Copy the listing below from the line with "The metadata for the image above tags the window glass" to the line with "671 869 704 899", both included and with the requests kept, shifting every bounding-box coordinate in the answers up by 29. Return only those lines.

Input data:
+--

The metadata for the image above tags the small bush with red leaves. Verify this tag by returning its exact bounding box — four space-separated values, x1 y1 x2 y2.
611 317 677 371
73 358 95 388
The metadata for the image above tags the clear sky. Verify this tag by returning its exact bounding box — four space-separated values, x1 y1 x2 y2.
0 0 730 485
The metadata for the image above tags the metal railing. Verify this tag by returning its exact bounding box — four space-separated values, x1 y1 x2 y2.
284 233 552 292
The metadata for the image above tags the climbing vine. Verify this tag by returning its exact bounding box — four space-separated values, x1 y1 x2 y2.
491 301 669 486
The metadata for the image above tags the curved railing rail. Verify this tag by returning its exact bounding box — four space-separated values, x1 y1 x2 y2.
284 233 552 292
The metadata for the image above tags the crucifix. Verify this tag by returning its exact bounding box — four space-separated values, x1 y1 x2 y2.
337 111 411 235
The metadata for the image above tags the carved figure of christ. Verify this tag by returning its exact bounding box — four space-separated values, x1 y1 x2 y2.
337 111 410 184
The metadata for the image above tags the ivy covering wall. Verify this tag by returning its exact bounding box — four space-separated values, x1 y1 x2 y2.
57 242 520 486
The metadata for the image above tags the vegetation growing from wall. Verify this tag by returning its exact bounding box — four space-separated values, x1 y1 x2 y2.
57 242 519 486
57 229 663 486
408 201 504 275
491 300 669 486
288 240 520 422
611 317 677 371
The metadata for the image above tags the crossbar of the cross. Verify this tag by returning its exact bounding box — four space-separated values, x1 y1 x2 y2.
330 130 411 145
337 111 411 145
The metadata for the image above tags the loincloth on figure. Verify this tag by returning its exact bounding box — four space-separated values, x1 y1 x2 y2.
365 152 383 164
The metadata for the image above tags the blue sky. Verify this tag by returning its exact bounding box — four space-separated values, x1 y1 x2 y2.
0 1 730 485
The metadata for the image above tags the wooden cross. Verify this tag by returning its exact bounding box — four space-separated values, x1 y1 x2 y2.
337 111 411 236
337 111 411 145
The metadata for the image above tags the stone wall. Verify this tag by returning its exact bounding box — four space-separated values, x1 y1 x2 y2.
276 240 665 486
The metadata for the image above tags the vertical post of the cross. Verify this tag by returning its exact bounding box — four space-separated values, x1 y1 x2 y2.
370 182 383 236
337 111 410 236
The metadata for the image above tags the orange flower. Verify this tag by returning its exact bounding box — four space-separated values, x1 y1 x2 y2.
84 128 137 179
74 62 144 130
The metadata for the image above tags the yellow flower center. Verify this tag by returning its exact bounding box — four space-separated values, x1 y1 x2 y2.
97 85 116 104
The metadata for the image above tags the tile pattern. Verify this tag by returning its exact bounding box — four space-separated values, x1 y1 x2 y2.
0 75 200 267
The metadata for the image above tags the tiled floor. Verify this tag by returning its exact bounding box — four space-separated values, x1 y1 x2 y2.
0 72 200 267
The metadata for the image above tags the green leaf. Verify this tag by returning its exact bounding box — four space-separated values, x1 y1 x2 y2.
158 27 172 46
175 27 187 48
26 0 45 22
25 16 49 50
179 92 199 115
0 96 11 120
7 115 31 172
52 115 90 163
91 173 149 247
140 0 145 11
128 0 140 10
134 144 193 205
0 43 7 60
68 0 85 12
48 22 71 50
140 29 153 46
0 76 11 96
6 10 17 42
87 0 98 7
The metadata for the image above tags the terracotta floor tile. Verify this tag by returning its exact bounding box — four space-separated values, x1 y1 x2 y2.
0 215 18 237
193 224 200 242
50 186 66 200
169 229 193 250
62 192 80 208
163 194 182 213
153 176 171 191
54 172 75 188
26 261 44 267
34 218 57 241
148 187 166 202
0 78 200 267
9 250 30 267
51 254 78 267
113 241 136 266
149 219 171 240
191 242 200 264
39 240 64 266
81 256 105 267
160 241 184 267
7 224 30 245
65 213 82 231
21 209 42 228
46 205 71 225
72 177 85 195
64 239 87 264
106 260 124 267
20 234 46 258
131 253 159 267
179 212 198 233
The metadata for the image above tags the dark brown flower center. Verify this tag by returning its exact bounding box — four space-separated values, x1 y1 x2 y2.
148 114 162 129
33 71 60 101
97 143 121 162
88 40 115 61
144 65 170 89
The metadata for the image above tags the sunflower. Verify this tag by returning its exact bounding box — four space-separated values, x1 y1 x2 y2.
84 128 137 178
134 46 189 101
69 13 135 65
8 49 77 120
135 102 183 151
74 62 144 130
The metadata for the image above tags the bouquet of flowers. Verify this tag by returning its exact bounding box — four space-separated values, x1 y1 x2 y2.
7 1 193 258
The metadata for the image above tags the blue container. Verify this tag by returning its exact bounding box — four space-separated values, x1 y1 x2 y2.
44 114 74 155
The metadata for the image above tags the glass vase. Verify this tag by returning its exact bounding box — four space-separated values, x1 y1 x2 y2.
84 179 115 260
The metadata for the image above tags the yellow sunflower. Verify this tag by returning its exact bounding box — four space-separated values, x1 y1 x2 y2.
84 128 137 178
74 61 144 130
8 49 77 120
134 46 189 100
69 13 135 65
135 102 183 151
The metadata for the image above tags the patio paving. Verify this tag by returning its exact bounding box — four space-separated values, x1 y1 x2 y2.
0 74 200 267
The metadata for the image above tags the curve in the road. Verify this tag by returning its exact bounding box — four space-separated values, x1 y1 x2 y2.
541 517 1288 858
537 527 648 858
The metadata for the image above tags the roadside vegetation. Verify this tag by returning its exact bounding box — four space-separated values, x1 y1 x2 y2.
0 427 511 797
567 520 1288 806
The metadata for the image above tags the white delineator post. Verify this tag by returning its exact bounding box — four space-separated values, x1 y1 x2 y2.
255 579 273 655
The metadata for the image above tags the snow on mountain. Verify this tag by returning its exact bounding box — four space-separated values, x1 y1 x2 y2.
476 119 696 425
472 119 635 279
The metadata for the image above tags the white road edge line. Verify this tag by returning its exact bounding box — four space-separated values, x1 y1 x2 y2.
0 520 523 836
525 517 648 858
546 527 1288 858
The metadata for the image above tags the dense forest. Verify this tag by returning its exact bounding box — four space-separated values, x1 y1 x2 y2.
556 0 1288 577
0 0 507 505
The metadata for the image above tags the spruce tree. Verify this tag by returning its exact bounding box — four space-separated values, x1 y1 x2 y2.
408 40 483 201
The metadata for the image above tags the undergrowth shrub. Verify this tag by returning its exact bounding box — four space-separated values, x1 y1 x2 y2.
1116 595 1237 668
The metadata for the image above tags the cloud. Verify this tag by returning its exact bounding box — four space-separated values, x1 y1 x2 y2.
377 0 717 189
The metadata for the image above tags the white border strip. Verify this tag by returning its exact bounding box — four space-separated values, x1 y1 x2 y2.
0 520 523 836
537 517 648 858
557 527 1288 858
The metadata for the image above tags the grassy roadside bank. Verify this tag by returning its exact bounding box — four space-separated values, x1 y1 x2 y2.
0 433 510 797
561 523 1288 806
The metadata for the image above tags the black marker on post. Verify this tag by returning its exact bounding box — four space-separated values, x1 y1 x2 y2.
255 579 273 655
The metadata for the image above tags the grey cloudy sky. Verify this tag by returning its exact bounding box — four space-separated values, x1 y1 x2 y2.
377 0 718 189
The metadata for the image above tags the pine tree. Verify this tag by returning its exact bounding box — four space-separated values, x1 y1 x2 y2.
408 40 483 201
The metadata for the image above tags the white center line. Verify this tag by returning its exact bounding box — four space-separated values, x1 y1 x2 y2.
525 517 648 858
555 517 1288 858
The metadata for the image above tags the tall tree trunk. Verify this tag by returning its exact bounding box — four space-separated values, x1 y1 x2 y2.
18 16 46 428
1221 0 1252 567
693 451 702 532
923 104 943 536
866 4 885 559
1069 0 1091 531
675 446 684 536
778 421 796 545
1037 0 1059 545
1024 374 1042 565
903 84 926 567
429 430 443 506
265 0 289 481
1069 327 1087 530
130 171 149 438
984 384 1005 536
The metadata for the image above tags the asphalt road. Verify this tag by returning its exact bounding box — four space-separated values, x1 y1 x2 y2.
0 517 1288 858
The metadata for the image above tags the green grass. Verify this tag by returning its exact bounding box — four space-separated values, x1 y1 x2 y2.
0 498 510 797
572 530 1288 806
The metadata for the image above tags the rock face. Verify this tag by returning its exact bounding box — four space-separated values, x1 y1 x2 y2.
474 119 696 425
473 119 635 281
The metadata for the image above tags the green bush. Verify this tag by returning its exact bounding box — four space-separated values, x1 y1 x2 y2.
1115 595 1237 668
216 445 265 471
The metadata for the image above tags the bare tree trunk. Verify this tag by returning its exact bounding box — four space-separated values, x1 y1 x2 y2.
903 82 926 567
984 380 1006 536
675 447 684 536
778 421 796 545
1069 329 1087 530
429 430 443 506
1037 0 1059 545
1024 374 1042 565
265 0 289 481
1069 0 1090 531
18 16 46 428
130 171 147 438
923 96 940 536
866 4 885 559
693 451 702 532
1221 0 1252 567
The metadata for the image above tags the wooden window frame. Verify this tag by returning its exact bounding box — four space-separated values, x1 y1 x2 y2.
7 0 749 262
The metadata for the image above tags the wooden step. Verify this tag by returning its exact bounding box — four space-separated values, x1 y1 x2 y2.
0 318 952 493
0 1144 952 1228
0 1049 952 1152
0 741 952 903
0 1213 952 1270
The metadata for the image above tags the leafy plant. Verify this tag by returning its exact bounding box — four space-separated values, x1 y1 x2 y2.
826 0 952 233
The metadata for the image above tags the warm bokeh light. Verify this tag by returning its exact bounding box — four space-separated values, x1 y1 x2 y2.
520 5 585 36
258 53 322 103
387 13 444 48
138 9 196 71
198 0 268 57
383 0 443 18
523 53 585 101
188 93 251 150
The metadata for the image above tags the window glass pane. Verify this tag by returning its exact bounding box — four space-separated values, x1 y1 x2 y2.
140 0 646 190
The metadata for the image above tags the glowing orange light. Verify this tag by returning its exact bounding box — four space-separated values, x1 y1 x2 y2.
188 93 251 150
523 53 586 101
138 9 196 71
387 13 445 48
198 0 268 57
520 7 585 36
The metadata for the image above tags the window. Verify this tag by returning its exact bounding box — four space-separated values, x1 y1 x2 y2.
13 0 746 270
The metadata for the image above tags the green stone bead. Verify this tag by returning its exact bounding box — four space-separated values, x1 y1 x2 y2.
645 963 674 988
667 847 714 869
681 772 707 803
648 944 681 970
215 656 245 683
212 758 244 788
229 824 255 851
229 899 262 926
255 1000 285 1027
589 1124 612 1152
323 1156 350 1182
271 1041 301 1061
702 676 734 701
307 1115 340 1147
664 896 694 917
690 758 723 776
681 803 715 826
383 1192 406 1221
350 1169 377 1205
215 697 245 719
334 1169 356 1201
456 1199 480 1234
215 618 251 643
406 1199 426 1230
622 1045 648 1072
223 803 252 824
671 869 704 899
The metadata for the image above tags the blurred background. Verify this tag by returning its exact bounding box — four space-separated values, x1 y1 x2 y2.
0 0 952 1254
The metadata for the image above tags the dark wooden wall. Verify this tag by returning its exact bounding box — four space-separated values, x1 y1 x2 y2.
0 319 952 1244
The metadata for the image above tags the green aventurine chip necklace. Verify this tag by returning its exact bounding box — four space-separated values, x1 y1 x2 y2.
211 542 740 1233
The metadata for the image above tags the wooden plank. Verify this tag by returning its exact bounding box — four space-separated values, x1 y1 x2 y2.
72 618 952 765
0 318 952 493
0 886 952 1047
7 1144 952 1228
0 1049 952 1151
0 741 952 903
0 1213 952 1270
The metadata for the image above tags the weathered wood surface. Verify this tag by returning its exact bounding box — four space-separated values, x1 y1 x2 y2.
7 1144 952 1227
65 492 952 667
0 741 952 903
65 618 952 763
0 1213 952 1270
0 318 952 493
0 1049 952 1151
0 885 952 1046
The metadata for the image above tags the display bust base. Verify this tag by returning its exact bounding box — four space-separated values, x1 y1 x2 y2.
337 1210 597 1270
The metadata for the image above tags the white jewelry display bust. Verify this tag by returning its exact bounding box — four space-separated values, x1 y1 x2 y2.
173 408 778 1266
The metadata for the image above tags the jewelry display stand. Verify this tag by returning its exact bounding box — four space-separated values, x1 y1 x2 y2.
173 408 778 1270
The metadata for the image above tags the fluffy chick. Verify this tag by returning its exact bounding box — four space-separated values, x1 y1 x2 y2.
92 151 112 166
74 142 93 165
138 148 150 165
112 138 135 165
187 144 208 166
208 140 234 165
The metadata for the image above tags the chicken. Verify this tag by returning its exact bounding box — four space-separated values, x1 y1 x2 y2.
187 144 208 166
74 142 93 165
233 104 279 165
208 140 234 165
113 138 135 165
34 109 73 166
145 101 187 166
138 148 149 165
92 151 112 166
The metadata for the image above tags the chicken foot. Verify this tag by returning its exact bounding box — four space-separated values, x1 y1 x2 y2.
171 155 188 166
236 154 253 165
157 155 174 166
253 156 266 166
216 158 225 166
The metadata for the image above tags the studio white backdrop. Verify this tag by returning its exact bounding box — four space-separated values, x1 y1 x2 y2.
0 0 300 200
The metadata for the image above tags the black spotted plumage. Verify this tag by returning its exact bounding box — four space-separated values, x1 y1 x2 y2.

+--

Solution:
The metadata for the image above tags the window glass pane. Verify this tag by returning its exact bounding box — four space-separated values, x1 y1 x2 y2.
169 29 675 219
The metadata for the image above tags the glowing orange light. Verify this tag by returning its exact bounding box — four space-separated values, x1 y1 x2 y2.
217 122 280 179
552 82 615 130
167 38 225 100
416 42 474 77
227 29 297 86
549 36 614 65
The metadata for the image above tags the window. Verify this tag by returning its exact bounding box — four space-separated values, x1 y1 x2 y2.
42 29 775 299
The metadata for the image above tags the green stone bead. Verify this tag by returning its exact bounding box — four space-separated values, x1 y1 x2 y2.
674 992 703 1017
696 876 743 898
710 801 736 832
677 973 710 999
244 685 274 712
241 787 273 817
258 853 284 880
258 928 291 955
284 1029 314 1056
618 1153 641 1181
352 1185 379 1211
300 1070 330 1090
731 705 763 730
336 1144 369 1176
693 925 723 946
719 787 752 805
710 832 744 855
412 1221 435 1250
379 1198 406 1234
244 726 274 748
363 1198 385 1230
485 1228 509 1263
244 647 280 672
435 1228 455 1259
651 1074 677 1101
252 832 281 853
700 898 733 928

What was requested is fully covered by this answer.